Directions
Render each line of the entries below as one string in a JSON list, skipping blank lines and leaving out the pictures.

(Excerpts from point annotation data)
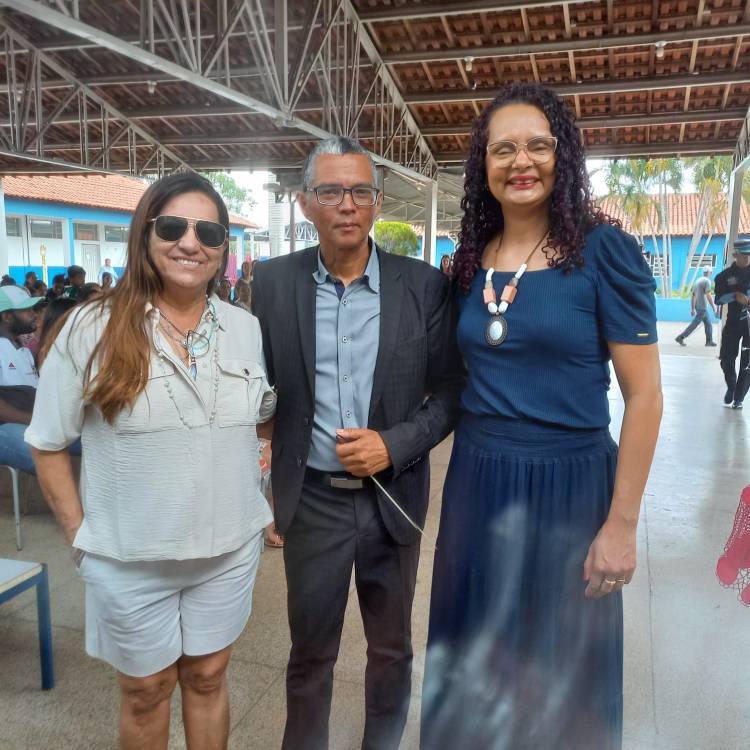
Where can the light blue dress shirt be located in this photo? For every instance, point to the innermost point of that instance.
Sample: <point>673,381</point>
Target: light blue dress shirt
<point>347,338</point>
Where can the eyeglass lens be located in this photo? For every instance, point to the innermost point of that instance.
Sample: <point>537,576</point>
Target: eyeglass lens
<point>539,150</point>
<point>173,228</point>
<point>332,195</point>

Output for this exercise
[
  "Where can the light blue dress shirt be located in this photo? For every instance, point to the innermost point of that instance.",
  "Sample: <point>673,381</point>",
  "Target: light blue dress shirt",
  "<point>347,338</point>",
  "Where can the eyeglass lens be located in this photo? For every instance, point to the innermost point of that instance.",
  "Sample: <point>537,576</point>",
  "Target: eyeglass lens",
  "<point>539,150</point>",
  "<point>173,228</point>",
  "<point>332,195</point>"
]